WORK REQUEST: In the entries below, how many lines hold the string "rough"? Answer with the number only.

[[ PROVIDED DATA open ]]

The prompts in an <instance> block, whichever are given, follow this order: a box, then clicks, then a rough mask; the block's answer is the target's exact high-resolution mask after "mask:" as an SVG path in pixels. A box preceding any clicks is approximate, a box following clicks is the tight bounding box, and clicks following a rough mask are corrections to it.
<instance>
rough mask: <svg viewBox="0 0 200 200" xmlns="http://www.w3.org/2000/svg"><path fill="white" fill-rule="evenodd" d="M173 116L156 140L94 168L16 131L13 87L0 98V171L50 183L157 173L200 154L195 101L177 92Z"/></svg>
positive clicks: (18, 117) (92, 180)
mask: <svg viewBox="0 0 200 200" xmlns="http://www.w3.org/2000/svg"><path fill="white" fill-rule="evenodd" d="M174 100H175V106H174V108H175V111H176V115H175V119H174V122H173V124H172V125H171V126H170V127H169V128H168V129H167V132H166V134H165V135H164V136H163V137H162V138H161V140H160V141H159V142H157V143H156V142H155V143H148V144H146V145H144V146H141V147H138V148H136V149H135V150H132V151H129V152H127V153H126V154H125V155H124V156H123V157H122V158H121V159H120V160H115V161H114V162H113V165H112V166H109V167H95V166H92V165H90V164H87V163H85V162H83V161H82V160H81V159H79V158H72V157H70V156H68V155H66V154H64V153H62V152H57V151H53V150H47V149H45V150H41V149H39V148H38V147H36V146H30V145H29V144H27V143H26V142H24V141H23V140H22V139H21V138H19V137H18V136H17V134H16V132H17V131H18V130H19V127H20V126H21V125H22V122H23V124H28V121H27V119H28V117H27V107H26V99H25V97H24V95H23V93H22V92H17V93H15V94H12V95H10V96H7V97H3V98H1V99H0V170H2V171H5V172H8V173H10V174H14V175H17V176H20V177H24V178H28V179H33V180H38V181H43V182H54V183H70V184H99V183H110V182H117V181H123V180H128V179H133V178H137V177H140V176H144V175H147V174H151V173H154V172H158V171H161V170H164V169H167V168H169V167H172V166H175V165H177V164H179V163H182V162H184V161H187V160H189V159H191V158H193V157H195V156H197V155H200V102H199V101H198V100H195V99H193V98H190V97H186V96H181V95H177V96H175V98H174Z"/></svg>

[[ PROVIDED DATA closed ]]

REPLY TO THE EXERCISE: 2